Task goal: Transcribe all of the data below word for word, changing nothing.
___ Information shown
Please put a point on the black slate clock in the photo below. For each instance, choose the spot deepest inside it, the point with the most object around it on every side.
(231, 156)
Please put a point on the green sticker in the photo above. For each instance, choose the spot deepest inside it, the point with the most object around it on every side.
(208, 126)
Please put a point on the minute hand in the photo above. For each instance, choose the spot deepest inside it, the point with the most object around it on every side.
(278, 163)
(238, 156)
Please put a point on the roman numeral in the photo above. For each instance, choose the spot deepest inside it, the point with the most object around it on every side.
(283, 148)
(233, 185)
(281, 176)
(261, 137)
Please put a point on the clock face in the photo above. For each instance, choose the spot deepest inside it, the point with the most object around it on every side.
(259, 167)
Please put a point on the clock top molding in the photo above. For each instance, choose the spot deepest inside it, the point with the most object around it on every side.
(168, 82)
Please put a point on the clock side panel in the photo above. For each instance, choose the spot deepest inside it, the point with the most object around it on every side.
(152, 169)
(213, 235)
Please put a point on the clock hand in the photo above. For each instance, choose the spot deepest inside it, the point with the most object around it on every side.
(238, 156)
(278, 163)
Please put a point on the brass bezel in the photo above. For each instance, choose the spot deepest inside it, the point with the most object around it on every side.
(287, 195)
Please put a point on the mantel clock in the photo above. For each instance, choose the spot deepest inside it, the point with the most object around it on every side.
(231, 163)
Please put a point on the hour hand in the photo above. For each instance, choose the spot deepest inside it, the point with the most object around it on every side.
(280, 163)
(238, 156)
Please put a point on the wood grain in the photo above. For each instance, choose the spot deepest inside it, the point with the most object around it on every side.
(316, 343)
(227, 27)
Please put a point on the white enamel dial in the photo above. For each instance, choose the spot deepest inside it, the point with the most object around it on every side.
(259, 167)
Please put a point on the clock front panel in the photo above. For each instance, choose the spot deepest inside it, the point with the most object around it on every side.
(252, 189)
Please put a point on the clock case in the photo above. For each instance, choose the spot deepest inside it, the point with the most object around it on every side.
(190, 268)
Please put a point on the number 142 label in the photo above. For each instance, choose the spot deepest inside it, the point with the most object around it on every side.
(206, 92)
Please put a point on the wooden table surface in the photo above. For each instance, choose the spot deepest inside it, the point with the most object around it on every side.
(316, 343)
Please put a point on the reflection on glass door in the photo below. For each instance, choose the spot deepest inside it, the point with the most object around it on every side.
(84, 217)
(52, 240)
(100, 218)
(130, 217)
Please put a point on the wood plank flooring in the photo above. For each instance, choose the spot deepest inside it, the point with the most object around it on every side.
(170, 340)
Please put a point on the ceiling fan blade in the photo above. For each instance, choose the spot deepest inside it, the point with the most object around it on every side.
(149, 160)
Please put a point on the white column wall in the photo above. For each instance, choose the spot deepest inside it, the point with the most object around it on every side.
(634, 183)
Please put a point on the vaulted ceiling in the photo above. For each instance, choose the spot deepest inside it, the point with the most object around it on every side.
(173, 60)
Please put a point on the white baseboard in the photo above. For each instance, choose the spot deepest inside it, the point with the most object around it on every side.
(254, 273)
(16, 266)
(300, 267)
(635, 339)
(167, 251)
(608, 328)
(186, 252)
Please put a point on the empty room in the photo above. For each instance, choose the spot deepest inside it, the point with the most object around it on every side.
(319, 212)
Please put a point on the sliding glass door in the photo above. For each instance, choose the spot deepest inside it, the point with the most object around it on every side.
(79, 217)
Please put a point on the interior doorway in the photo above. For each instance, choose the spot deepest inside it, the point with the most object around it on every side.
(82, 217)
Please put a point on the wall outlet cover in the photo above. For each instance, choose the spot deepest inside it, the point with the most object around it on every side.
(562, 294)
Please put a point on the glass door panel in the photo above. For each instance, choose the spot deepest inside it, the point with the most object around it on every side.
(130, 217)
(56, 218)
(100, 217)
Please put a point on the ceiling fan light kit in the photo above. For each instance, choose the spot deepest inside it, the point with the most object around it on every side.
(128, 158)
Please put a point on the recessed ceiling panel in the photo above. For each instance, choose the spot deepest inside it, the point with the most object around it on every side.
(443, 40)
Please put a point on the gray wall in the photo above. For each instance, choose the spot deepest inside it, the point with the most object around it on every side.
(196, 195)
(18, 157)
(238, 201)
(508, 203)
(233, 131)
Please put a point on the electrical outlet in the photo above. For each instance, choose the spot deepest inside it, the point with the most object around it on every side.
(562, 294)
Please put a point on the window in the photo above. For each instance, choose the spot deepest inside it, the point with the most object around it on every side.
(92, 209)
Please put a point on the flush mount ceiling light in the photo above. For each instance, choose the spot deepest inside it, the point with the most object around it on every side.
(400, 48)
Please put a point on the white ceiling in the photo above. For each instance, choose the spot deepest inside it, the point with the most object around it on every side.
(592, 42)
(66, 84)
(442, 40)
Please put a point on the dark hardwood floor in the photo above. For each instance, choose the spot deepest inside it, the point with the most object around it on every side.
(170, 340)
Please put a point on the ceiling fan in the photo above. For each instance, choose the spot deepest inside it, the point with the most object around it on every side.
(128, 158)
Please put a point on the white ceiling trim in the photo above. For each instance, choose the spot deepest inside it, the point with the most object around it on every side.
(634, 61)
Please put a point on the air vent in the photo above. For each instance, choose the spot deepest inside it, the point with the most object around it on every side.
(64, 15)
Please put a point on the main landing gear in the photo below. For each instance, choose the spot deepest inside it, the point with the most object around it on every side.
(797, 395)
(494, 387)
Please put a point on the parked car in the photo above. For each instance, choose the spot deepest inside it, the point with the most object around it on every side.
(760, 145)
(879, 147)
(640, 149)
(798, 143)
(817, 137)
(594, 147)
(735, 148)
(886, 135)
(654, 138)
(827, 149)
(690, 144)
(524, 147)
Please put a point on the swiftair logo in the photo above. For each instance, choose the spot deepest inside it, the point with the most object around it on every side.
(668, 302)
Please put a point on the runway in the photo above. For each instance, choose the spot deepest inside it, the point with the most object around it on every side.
______
Solved exercise:
Please put a point on the black slate clock in the photo below. For each instance, choose the spot deepest inside it, the point with the most object around it on every side.
(231, 156)
Please put a point on the green sticker in the photo above. For each instance, choose the spot deepest inside it, the point with the most object around it on every side.
(208, 126)
Please put a point on the minute hand in the photo above. For each instance, choose the spot deepest inside it, the point with the most object around it on every side.
(278, 163)
(238, 156)
Please put a point on the roman numeral in the photo above. For each instance, choose the spot deepest inside it, the point with the most object around it on every side.
(283, 148)
(233, 185)
(281, 176)
(261, 137)
Please put a point on the clock face in the photo above. For each instance, choose the spot deepest inside it, the point with the most object around it on every side.
(259, 167)
Please put a point on the clock top molding in the photo above. For each instance, choose the spot deepest inside it, the point with the most object around it on every side.
(168, 82)
Please put a point on the clock side panel in the photo above. For each instance, choose the spot deepest inside it, the point with the most object around it on every side.
(152, 169)
(213, 235)
Please put a point on the clock hand in the photo above. For each instance, choose the spot deepest inside it, the point with the most object around it on every side.
(238, 156)
(278, 163)
Please put a point on the brass bezel in the photo above. For each instance, choose the spot deepest inside it, the point with the most object around it on every side.
(287, 195)
Please put a point on the mantel clock in the photo above. For each instance, choose the spot deepest inside it, the point with the most object around it on every side.
(231, 163)
Please put a point on the hour hand in the photo above. For each instance, choose the spot deepest inside it, the point with the most object around it on every side.
(280, 163)
(238, 156)
Please put a point on the wood grain in the photo above. For each instance, choose the spot deepest inside it, the point with the most object around it on every side.
(316, 343)
(227, 27)
Please put a point on the white enamel dial in the photo above. For each instance, choose the spot deepest inside it, the point with the most object around it on every side.
(259, 167)
Please put a point on the clock front panel in the photo above. For each instance, choose the spot deepest inside it, the point with the most object around it on every side.
(252, 189)
Please put a point on the clock case in the photo above. For each instance, choose the spot deepest inside it, the point with the most object around it on every side.
(190, 268)
Please put a point on the number 142 label in the photo above. For each instance, choose the spot deepest inside it, the point with the most object around it on every side.
(206, 92)
Please put a point on the wooden table surface in the photo above. For each instance, choose the spot deepest inside it, the point with the most object around it on every side.
(316, 343)
Please put a point on the reflection on glass door in the photo below. For each instance, choose the spot deepest inside it, the point with the most object around it on every side.
(84, 217)
(52, 240)
(100, 218)
(130, 217)
Please put a point on the wood plank flooring in the photo above. For each instance, choose the spot deepest inside it, the point with the most object around it on every side.
(170, 340)
Please put a point on the ceiling fan blade in the photo above. For each instance, choose the spot deepest inside it, the point with the most object around it on every side.
(149, 160)
Please put a point on the white column wall in the photo above. For each instance, choose the spot deepest inside it, the point with the most object around it on every side.
(634, 183)
Please put a point on the vaulted ceiling in the photo above. For each instance, choose the spot deepest inside it, the point with the most object around it on every side.
(173, 60)
Please put a point on the white baseboard in the photo above. For each instance, choose the spot deepest inside it, the point with the most object around it on every side.
(254, 273)
(16, 266)
(300, 267)
(635, 339)
(167, 251)
(608, 328)
(186, 252)
Please put a point on the empty room in the photo above. For each instance, choose the spot deepest inside it, the point with the most object around it on every side.
(319, 212)
Please put a point on the sliding glass door in the photo above. For each instance, choose the spot deepest inside it, the point with the most object around it on every side.
(79, 217)
Please put a point on the interior doorway in the photo above. For each instance, choose the spot deepest inside it, the point with the most object around it on every side.
(82, 217)
Please put a point on the wall outlet cover in the photo above. For each instance, choose the spot deepest inside it, the point with the most object around it on every side.
(562, 294)
Please put a point on the glass door panel in the photo above. For each instance, choose the spot deepest inside it, the point with the most object around it on every side.
(130, 217)
(56, 218)
(100, 217)
Please put a point on the ceiling fan light kit in the photo above. For each instance, choose the spot deepest inside it, the point with the most object around it on every side.
(128, 158)
Please put a point on the recessed ceiling panel in the photo above. For each instance, choose the spot deepest inside it, the point with the most object around it on every side.
(443, 40)
Please put a point on the gray wall in the photo above. For each instance, choose the spot deepest inside it, the point with the most object around it on every side.
(196, 195)
(18, 157)
(238, 201)
(508, 203)
(233, 131)
Please put a point on the electrical outlet in the photo above. For each instance, choose the spot deepest inside it, the point with the most object around it on every side.
(562, 294)
Please put a point on the window in the photo above. For each instance, choose the spot deepest inside it, the point with the most object around it on every side.
(92, 209)
Please put a point on the flush mount ceiling light in the photo above. For each instance, choose the spot deepest inside it, the point with the most object around it on every side.
(400, 48)
Please put a point on the white ceiling in the photo above. For each instance, choose the spot deepest inside it, the point with the most object around it on every side.
(592, 42)
(66, 84)
(442, 40)
Please put a point on the dark hardwood floor in the photo above. For each instance, choose the spot deepest inside it, the point with the most object around it on every side.
(170, 340)
Please put a point on the ceiling fan in the photo above. For each instance, choose the spot deepest inside it, the point with the most object around it on every side.
(128, 158)
Please put a point on the white ceiling trim in the photo above. For each instance, choose the spot deepest inside it, the point with the most object around it on every side.
(634, 61)
Please put a point on the air vent in the photo above. For each instance, choose the spot deepest inside it, the point with the most object around it on every side.
(64, 15)
Please put a point on the main landing gear in the photo below. For each instance, choose the spot deepest inside it, the point with the most object around it on every side.
(797, 395)
(494, 387)
Please put a point on the parked car in the photo above. For each instance, choose the spot deepest inside it, the point with the most object around it on every side.
(760, 145)
(879, 147)
(640, 149)
(798, 143)
(817, 137)
(594, 147)
(735, 148)
(886, 135)
(654, 138)
(827, 149)
(690, 144)
(524, 147)
Please put a point on the swiftair logo in the photo above. For each instance, choose the spot deepest inside it, the point with the most object around it on every side.
(668, 302)
Please put a point on the runway in the photo above. For each instance, choose the spot deepest inside it, the point with the most object around it on every side.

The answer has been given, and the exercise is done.